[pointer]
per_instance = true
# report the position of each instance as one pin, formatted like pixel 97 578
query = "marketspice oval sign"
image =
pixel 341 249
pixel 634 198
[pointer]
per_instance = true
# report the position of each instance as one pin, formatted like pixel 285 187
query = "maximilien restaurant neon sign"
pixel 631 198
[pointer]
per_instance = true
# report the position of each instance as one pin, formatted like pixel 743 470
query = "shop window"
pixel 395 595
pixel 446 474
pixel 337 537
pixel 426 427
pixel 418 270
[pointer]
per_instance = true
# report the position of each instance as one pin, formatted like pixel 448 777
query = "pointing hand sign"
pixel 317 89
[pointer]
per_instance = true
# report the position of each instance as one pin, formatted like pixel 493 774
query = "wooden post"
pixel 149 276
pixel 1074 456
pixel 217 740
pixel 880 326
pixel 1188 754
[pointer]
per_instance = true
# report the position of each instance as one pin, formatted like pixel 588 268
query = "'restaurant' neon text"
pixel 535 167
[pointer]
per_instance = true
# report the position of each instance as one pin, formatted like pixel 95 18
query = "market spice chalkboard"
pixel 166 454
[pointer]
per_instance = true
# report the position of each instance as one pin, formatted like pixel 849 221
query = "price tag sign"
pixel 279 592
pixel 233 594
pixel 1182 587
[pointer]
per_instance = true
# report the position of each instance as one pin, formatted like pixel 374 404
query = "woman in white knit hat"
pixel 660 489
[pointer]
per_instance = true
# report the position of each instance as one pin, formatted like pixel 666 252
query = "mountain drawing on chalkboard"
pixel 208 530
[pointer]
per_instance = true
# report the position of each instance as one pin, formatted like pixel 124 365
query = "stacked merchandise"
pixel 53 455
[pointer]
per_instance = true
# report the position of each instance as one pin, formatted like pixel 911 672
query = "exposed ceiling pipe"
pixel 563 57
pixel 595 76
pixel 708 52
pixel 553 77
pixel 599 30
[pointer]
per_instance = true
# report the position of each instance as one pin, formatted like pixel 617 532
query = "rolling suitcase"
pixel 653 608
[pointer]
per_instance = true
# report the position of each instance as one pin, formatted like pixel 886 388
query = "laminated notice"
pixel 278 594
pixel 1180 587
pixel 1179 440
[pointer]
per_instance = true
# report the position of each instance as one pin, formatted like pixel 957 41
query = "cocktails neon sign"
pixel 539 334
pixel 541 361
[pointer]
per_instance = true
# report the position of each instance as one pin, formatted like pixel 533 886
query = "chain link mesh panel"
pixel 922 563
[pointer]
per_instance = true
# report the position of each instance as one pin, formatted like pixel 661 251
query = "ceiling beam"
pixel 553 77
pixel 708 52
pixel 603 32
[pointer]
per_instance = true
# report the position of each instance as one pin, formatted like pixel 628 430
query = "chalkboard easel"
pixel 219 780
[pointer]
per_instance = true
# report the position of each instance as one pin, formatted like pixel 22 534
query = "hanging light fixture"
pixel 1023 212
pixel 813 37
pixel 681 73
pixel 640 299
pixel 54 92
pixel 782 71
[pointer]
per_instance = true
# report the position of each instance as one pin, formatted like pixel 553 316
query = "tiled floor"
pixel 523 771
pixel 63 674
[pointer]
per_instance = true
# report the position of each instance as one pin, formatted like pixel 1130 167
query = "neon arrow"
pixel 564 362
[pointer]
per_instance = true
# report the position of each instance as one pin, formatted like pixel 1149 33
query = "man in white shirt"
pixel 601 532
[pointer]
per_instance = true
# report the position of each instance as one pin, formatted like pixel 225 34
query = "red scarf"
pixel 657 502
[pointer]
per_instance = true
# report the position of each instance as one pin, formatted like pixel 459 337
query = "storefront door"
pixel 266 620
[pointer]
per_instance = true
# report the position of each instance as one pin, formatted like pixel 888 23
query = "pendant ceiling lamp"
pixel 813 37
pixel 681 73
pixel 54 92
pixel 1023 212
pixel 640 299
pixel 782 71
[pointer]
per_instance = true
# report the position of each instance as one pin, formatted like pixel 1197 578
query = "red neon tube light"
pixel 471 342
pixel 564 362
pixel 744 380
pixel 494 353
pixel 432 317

____

Problem statement: The records above should be restated word for word in their entirety.

Answer:
[pointer]
per_instance = true
# report the position of each instance as one pin, formatted like pixel 97 578
query = "marketspice oval sign"
image =
pixel 341 249
pixel 634 198
[pointer]
per_instance = true
# report the position of each instance as one pin, formatted like pixel 285 187
query = "maximilien restaurant neon sign"
pixel 631 198
[pointer]
per_instance = true
# report the position of each instance as one pin, formatted like pixel 743 470
query = "shop window"
pixel 395 595
pixel 446 474
pixel 337 537
pixel 426 427
pixel 418 270
[pointer]
per_instance = true
# report the position of each instance as one pin, formatted like pixel 448 777
query = "pointing hand sign"
pixel 317 89
[pointer]
per_instance = true
# report the position of each instance as one pin, formatted like pixel 493 774
query = "wooden post"
pixel 149 276
pixel 1074 456
pixel 217 740
pixel 880 326
pixel 1188 754
[pointer]
per_instance = true
# report the position of each instance as one pin, formatted like pixel 588 268
query = "'restaurant' neon text"
pixel 535 167
[pointer]
per_instance = true
# report the position of each instance as one pin, formatted like pixel 95 18
query = "market spice chalkboard"
pixel 166 454
[pointer]
per_instance = true
# report the position of each instance as one pin, formatted like pixel 849 221
query = "price tag sign"
pixel 279 592
pixel 233 594
pixel 1182 587
[pointer]
per_instance = true
# report the position of each instance as one pin, formatted like pixel 374 404
query = "woman in white knit hat"
pixel 660 489
[pointer]
per_instance = true
# report the position of each instance as one pin, formatted like pixel 666 252
query = "mountain drawing on chalkboard"
pixel 208 530
[pointer]
per_instance = true
# report the position of each instance as one pin, formatted like pixel 124 365
query = "stacked merchandise"
pixel 53 455
[pointer]
per_instance = true
# report the position of each instance as one pin, formatted like pixel 911 672
query = "exposed ceiling pipe"
pixel 563 57
pixel 595 76
pixel 708 52
pixel 553 77
pixel 599 30
[pointer]
per_instance = true
# report the position of each instance as one pin, formatted like pixel 617 532
query = "rolling suitcase"
pixel 653 608
[pointer]
per_instance = true
# report the position of each instance as one pin, formatted like pixel 886 388
query = "laminated notice"
pixel 278 594
pixel 1180 587
pixel 1179 440
[pointer]
per_instance = true
# report the position of each instance as one pin, formatted like pixel 957 41
query = "cocktails neon sign"
pixel 539 334
pixel 541 361
[pointer]
per_instance = true
# report the position of each instance as one pin, formatted like pixel 533 886
query = "chain link mesh panel"
pixel 922 563
[pointer]
per_instance = true
# report the position of each instance as one pin, formatted like pixel 661 251
query = "ceiling beam"
pixel 553 77
pixel 708 52
pixel 603 32
[pointer]
per_instance = true
# report the position of each instance as one pin, formatted like pixel 628 430
query = "chalkboard easel"
pixel 219 780
[pointer]
per_instance = true
# report the position of each instance as one pin, formatted like pixel 22 534
query = "hanging light fixture"
pixel 1023 212
pixel 813 37
pixel 681 73
pixel 640 299
pixel 54 92
pixel 782 71
[pointer]
per_instance = true
# report the position of each instance as one pin, formatted like pixel 553 316
query = "tiled floor"
pixel 523 771
pixel 63 674
[pointer]
per_instance = true
# report the position of each instance as one pin, formatted like pixel 1130 167
query = "neon arrow"
pixel 564 362
[pointer]
per_instance = true
# report the position of each instance as one pin, formatted like pixel 1149 33
query = "man in white shirt"
pixel 601 532
[pointer]
per_instance = true
# report the position of each instance as one pin, formatted like pixel 225 34
query = "red scarf"
pixel 657 502
[pointer]
per_instance = true
# report the position of each instance as one pin, formatted like pixel 459 337
query = "storefront door"
pixel 266 620
[pointer]
per_instance = true
# report the position of each instance as one pin, formatted like pixel 888 23
query = "pendant ceiling lamp"
pixel 813 37
pixel 681 73
pixel 54 92
pixel 1023 212
pixel 640 299
pixel 782 71
[pointer]
per_instance = true
# report the position of each instance as one pin, formatted like pixel 1197 578
query = "red neon tube light"
pixel 471 342
pixel 564 362
pixel 744 380
pixel 494 353
pixel 432 317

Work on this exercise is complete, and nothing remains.